» **Work task**
Give only the lines from the one containing "the dog's tail" through the end of the material below, exactly as written.
START Provided material
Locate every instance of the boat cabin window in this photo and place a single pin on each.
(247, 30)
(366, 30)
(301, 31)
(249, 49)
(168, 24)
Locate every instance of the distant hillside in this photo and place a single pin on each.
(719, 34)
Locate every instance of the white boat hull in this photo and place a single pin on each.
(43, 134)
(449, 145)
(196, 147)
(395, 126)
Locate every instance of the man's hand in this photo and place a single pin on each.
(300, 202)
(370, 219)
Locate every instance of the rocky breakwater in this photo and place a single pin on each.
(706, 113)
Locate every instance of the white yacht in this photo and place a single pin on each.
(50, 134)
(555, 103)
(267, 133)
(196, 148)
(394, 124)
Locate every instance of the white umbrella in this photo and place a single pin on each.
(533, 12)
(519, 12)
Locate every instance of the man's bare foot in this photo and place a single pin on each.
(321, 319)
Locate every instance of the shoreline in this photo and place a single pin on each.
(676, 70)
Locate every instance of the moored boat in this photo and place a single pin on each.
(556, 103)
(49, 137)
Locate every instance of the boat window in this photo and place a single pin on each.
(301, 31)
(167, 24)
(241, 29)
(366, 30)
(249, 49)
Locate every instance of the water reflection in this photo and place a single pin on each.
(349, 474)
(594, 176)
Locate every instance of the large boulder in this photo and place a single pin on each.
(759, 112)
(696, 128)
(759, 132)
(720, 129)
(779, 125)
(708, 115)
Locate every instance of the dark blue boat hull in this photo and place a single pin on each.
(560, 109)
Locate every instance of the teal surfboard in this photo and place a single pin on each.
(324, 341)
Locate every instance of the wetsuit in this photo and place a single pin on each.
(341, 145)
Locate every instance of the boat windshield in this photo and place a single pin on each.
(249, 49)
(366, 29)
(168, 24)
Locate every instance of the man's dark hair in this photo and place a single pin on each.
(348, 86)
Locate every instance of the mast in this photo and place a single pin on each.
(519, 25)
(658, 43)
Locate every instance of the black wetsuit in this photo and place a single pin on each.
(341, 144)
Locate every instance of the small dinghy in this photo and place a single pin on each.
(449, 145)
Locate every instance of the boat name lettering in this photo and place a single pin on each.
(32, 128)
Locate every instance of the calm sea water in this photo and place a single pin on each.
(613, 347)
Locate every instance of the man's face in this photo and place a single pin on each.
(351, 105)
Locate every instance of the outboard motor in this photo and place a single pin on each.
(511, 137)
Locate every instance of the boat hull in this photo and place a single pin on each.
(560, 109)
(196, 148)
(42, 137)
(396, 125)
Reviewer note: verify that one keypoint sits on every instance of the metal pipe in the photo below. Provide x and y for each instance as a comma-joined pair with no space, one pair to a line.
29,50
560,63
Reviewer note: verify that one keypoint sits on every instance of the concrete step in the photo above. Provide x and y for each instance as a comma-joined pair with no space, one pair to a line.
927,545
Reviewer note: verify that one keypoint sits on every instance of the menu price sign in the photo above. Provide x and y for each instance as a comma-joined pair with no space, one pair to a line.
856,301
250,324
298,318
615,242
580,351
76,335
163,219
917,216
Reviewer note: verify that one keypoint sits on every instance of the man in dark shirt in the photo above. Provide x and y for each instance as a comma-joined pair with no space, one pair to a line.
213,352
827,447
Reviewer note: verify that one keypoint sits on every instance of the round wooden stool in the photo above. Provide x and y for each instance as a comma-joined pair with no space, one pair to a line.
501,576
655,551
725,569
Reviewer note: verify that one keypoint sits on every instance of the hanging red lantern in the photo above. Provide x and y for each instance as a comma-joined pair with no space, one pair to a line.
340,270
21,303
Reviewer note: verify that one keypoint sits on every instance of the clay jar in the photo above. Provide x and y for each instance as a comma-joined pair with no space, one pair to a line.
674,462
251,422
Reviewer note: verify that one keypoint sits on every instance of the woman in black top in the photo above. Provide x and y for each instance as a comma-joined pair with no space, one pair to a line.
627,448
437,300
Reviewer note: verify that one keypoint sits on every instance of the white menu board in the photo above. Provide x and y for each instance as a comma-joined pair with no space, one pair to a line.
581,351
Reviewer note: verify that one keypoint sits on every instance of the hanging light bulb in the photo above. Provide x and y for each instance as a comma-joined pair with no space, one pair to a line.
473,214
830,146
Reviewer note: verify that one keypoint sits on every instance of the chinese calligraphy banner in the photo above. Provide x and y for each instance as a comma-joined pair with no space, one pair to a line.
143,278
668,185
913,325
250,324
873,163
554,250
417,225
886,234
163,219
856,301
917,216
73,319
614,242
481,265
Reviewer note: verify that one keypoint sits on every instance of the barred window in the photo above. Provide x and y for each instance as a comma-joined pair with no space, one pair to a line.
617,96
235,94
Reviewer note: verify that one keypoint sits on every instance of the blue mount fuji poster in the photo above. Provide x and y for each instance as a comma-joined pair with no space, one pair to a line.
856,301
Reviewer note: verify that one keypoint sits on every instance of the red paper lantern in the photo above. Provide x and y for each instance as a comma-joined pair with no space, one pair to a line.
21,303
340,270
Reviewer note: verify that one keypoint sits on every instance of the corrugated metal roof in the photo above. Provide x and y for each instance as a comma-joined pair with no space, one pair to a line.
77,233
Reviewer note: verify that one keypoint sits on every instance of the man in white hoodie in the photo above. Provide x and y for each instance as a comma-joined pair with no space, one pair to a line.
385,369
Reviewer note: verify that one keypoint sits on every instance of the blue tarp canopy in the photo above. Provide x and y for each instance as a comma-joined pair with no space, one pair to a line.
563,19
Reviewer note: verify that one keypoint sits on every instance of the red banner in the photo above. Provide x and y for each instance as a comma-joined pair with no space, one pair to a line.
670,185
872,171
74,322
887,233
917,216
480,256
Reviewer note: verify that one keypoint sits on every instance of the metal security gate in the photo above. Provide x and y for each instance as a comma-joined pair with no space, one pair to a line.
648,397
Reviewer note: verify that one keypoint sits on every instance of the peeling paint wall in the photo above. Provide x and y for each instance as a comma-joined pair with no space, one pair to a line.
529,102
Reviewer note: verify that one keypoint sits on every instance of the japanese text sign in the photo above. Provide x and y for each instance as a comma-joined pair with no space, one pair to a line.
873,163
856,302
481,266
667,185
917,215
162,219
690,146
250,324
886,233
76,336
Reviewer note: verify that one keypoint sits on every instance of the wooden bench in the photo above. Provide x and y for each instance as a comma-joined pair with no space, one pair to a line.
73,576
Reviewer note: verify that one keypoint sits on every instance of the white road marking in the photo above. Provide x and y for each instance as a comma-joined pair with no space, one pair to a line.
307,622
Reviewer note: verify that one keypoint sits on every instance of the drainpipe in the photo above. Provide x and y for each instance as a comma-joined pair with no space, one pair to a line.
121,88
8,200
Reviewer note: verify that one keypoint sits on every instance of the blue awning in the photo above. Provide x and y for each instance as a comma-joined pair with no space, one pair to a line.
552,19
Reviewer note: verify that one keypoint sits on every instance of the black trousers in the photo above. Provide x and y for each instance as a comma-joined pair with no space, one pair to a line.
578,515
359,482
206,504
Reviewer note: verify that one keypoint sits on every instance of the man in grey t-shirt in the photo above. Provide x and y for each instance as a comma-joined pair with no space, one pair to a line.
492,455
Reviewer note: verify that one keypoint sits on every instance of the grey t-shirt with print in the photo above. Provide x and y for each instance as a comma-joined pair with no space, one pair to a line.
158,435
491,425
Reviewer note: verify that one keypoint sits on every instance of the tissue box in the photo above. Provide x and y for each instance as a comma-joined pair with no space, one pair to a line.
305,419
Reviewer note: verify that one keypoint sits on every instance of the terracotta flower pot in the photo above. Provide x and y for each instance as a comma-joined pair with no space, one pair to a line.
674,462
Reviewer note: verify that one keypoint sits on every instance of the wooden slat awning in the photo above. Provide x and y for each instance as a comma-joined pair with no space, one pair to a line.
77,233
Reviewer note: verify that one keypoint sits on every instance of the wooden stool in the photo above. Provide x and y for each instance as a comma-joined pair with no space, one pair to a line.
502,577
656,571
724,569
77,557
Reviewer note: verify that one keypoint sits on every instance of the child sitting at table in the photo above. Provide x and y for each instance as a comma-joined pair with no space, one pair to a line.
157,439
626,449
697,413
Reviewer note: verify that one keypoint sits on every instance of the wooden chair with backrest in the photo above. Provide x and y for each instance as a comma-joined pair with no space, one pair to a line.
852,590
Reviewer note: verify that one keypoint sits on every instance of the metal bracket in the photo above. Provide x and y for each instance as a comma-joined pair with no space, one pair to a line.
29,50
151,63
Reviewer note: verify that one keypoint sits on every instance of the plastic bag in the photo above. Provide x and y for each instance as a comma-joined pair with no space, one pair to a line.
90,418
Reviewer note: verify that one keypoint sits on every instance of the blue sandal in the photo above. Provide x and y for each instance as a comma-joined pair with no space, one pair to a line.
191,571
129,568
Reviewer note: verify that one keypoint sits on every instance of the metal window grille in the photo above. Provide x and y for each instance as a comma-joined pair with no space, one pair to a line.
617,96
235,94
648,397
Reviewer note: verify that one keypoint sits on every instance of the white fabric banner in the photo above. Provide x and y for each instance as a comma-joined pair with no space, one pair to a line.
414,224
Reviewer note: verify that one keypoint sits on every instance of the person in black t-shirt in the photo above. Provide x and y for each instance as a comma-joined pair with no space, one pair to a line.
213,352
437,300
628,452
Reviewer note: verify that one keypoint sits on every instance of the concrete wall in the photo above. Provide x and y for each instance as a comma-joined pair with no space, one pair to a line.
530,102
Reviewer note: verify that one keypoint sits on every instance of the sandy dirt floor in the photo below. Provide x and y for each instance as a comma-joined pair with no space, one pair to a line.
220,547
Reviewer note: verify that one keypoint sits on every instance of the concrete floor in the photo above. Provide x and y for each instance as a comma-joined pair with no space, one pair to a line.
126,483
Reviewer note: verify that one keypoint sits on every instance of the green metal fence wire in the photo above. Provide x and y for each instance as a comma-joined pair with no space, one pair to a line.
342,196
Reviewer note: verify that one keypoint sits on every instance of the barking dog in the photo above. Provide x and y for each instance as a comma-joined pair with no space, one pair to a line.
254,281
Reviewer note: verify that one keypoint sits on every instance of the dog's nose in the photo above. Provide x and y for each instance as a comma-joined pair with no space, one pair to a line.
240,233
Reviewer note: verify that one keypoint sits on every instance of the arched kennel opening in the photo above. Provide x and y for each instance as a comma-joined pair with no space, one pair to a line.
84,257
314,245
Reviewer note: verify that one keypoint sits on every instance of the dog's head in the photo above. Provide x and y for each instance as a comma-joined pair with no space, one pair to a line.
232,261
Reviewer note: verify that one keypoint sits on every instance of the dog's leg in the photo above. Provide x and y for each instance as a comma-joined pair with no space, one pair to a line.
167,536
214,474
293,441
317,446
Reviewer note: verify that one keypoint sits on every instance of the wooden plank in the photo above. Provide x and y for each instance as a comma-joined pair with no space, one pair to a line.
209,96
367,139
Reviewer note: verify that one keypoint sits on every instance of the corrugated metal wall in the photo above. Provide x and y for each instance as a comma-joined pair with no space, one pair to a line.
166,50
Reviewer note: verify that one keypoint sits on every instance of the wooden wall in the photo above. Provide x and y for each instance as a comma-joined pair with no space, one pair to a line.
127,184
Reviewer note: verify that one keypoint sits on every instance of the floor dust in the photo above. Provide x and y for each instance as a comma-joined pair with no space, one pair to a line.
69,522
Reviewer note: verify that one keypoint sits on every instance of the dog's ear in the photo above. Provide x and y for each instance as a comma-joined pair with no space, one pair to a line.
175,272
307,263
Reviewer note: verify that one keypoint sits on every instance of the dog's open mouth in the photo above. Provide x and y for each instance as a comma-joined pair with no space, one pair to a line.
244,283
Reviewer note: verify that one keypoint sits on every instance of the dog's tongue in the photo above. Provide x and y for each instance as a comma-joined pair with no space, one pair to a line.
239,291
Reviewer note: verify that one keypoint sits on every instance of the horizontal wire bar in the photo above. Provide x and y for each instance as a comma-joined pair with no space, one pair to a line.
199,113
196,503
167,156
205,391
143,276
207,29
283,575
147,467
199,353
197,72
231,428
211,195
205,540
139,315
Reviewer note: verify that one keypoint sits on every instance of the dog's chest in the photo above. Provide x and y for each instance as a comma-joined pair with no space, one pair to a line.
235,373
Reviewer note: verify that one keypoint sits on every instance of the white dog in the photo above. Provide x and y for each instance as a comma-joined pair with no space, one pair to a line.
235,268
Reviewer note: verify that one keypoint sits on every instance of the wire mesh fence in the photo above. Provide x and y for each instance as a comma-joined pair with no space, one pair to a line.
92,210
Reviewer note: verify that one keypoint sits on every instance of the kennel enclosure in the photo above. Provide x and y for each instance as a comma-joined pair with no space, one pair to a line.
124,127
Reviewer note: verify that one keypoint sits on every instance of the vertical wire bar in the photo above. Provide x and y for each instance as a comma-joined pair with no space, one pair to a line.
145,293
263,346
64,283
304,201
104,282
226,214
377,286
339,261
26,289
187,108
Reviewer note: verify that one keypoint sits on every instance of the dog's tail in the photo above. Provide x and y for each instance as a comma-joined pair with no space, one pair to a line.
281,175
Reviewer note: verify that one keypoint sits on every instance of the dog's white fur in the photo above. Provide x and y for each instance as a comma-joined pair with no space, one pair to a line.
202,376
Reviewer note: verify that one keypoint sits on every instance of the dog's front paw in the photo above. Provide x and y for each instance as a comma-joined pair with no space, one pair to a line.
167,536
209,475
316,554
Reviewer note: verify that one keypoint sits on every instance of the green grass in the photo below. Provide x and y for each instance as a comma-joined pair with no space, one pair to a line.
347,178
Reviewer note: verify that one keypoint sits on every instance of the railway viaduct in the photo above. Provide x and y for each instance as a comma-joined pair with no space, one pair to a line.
END Provided material
» **Result for this task**
Reviewer note: verify that one keypoint sits on every instance of the dog's tail in the photo above. Provide x and y for each instance as a comma-joined pair with no space, one pair to a line.
281,175
Reviewer note: verify that one keypoint sits on every instance of the dog's white fur in the photo above. Provide x and y for each instance as a comma-joined pair with no space, one pair to a line.
202,376
Reviewer note: verify that one keypoint sits on every instance of the dog's front paw in the photo above. Provide x and y for each instance as a comma-joined pair with no space, one pair to a line.
167,536
209,475
316,554
Reviewer note: verify that one keypoint sits on every instance of the green grass in the photo below. Provide x and y for each instance as a comma-joined pair with no space, one pair to a line.
347,178
Reviewer note: verify that one keypoint sits on every instance of the railway viaduct in the photo above. Provide x and y for each instance as a comma-joined pair with no space, one pair to a line.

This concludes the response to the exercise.